**Supplied data:**

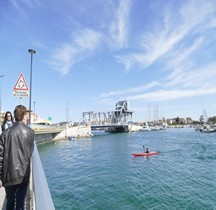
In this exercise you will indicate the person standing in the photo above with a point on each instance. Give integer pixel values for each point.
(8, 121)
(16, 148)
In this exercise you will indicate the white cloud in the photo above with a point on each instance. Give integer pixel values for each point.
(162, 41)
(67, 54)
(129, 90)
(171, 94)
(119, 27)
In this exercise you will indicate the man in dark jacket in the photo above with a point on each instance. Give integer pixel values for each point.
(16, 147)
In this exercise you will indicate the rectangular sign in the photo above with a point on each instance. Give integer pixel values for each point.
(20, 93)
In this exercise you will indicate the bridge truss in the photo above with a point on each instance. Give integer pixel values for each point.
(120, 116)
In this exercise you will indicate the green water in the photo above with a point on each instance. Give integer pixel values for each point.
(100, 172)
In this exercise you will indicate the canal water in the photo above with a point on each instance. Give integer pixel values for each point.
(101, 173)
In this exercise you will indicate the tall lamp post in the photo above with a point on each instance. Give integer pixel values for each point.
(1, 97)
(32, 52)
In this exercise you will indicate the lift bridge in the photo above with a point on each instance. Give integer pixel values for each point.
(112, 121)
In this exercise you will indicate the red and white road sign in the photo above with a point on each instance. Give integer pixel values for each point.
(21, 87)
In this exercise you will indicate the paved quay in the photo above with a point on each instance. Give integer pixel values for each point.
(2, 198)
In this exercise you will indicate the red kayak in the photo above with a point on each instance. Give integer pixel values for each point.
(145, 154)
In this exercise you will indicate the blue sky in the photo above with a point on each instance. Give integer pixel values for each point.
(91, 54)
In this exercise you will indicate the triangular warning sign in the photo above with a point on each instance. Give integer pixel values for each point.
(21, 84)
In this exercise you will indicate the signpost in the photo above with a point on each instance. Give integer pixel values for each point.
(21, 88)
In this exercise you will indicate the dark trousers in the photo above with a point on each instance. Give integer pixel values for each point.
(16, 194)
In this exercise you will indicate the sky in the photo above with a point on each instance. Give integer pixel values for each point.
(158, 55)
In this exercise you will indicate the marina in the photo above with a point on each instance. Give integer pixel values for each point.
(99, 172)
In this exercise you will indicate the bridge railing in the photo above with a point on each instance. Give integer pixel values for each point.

**Activity:**
The response must contain exactly the lines from the one with "In this exercise you will indicate the dark" through the last line of the material above, both ends included, and no others.

**Solution to this exercise:**
In this exercise you will indicate the dark trousers in the photo above with a point on each instance. Give integer pixel values for each point.
(16, 194)
In this exercise you will indicate the sky in the photo above with a point on each instance. Give integer pixel values for each point.
(158, 55)
In this exercise you will indicate the marina in the photo above with a point on each instance. Give integer pixel values for each point.
(99, 172)
In this exercise you will indicate the bridge railing in the photo above with a point on each instance. Give integer pixel values for each point.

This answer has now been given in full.